**What to do**
List each line in the entries below that contains the string "slab". Case counts.

################

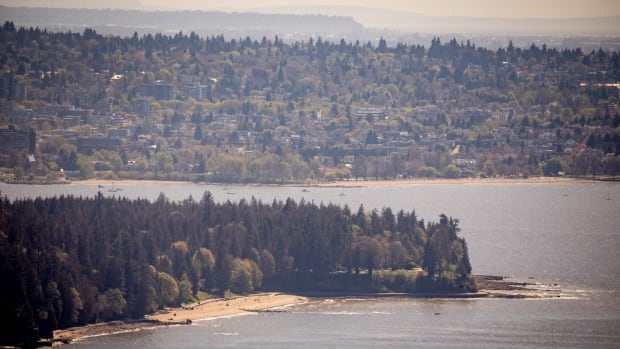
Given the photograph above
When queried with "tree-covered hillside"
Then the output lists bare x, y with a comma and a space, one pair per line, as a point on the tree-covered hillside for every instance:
262, 110
69, 261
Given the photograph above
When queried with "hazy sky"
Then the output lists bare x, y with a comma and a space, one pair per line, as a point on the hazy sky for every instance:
469, 8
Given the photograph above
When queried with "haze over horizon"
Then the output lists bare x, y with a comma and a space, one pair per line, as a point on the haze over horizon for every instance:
438, 8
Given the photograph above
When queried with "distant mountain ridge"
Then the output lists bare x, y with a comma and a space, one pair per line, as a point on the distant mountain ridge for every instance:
203, 22
416, 22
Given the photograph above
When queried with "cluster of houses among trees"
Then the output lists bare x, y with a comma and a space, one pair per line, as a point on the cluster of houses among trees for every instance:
246, 110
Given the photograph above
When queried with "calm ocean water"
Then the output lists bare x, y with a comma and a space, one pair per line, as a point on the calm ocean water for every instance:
565, 234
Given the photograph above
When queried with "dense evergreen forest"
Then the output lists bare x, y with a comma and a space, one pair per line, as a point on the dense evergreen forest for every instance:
271, 111
67, 261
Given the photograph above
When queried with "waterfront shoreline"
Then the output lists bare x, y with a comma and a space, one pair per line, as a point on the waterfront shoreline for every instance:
369, 183
491, 287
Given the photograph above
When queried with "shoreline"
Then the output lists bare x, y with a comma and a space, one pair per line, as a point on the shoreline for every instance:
205, 310
369, 183
490, 287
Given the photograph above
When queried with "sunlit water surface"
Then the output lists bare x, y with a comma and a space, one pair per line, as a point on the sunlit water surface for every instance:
565, 234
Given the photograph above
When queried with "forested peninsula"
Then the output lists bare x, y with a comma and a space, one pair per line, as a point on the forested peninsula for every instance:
68, 261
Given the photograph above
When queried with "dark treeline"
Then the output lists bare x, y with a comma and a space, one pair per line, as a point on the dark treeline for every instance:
69, 261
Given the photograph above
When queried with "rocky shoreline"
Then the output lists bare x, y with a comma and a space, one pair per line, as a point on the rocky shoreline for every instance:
489, 287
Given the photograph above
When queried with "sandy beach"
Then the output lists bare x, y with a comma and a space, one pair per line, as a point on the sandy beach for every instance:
490, 286
227, 307
198, 311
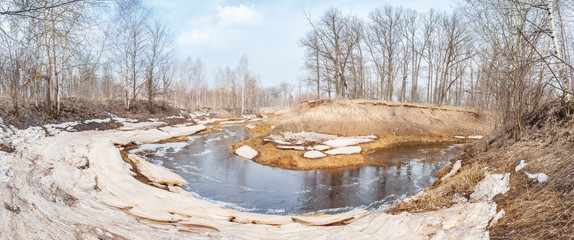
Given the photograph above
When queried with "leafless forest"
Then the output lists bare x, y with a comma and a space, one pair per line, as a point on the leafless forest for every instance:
506, 56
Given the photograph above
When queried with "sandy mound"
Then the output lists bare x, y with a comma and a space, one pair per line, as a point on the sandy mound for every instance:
391, 123
364, 117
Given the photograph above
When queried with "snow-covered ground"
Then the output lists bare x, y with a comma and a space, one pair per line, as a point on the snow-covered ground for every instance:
73, 185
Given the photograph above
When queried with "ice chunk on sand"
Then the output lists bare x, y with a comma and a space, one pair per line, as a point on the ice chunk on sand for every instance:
540, 177
298, 148
156, 173
521, 165
347, 141
246, 152
314, 154
454, 169
345, 150
321, 147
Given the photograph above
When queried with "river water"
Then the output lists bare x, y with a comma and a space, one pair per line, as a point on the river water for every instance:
215, 174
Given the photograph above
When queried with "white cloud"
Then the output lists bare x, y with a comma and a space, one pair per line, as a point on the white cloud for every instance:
196, 36
239, 15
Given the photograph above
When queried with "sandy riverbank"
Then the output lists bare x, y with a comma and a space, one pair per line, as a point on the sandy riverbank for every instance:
392, 123
75, 185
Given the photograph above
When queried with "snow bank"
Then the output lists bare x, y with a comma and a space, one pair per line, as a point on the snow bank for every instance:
156, 173
116, 202
492, 185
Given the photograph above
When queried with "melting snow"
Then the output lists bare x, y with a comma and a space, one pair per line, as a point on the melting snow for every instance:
246, 152
314, 154
521, 165
540, 177
345, 150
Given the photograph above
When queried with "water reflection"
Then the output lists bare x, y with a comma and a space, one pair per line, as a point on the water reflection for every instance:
217, 175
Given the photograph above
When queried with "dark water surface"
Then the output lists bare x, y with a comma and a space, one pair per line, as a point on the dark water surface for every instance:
217, 175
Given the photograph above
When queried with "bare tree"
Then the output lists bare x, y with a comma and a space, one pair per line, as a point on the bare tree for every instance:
158, 55
130, 46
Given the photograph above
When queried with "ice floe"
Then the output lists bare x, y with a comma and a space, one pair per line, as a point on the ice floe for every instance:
345, 150
246, 152
314, 154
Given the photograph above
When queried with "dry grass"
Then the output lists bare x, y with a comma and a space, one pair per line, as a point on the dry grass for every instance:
364, 117
393, 123
533, 210
443, 194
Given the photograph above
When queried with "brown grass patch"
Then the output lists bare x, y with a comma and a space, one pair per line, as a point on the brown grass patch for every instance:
443, 194
533, 210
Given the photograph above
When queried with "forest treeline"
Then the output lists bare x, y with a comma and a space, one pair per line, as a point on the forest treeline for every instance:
507, 56
96, 49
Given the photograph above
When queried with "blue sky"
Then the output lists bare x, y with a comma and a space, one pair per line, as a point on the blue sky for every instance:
219, 32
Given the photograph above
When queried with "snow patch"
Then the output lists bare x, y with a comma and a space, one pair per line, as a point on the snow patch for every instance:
492, 185
521, 165
540, 177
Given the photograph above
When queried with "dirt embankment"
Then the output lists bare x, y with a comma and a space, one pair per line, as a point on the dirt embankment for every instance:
534, 209
392, 123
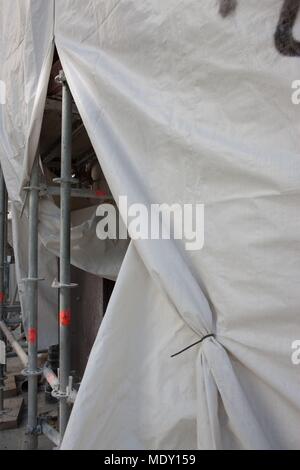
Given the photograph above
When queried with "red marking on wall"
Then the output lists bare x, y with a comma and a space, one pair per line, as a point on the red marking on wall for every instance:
65, 317
100, 193
32, 335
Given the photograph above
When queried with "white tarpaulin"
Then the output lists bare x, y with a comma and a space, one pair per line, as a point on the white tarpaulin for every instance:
184, 106
26, 53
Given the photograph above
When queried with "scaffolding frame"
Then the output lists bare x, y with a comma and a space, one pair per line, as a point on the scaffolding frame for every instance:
62, 383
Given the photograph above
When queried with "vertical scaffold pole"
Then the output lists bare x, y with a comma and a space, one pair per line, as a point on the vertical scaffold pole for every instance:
3, 231
65, 252
32, 311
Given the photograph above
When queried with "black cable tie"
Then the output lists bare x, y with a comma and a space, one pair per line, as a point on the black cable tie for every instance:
192, 345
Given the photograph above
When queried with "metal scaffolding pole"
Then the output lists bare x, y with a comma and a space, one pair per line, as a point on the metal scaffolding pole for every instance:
3, 231
32, 308
65, 269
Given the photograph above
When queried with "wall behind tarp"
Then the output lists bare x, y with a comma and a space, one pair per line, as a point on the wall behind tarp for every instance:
26, 54
184, 106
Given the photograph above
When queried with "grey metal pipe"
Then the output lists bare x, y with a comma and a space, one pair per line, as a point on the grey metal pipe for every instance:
51, 433
32, 306
14, 344
65, 269
3, 216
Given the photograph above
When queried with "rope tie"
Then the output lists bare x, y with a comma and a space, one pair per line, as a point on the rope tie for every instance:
192, 345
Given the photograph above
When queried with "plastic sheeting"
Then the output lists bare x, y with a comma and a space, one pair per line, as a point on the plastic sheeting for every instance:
184, 106
26, 53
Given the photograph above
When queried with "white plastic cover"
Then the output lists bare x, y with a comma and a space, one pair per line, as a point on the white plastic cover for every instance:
185, 106
26, 53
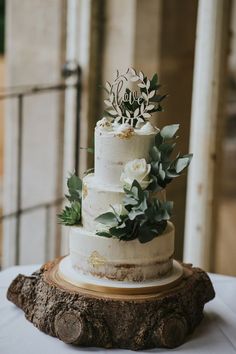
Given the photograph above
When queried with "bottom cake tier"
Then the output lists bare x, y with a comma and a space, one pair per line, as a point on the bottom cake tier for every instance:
111, 258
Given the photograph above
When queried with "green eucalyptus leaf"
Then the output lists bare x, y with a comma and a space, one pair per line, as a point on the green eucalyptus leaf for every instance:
106, 218
169, 131
166, 149
158, 139
104, 234
155, 153
161, 172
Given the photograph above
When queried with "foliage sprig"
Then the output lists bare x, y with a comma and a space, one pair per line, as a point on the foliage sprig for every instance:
71, 215
163, 167
131, 111
143, 217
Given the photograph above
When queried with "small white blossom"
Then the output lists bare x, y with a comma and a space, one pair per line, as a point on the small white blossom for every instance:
124, 131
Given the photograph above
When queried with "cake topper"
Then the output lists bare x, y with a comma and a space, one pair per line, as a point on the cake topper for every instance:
126, 106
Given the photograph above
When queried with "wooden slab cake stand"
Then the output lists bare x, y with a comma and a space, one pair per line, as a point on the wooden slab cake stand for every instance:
91, 318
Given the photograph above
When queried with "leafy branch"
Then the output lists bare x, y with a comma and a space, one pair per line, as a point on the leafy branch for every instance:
144, 218
131, 110
71, 215
163, 167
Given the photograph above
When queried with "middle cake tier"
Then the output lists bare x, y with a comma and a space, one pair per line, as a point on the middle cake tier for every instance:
97, 198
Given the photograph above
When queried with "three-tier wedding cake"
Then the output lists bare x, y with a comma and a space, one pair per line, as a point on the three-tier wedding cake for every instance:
119, 214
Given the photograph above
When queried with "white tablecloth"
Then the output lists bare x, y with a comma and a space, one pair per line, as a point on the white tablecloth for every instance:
216, 334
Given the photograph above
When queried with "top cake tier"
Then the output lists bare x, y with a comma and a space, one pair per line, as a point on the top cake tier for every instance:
113, 149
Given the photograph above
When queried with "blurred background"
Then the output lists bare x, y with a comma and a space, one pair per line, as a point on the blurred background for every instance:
55, 56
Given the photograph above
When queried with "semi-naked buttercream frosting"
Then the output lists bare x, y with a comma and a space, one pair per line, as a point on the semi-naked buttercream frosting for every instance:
103, 257
121, 260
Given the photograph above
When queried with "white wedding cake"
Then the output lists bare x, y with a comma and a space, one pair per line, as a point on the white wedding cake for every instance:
123, 232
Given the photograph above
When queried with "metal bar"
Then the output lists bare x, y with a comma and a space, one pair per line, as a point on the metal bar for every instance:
47, 232
77, 123
19, 178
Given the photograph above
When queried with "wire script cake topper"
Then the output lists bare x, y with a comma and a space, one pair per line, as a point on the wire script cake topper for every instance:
126, 106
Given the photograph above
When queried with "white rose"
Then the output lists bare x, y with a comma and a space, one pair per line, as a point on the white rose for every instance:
137, 169
104, 124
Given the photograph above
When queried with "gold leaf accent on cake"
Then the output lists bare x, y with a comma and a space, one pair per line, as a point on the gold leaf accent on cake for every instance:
85, 190
96, 259
126, 135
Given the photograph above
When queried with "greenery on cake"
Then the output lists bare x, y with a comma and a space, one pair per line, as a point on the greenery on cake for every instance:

################

**Written solution**
When queried with "wooden slab cake stand"
Then the output lists bare x, y with a comma and a space, one pair per line, as a point on the wooden slab cake stand for every instance:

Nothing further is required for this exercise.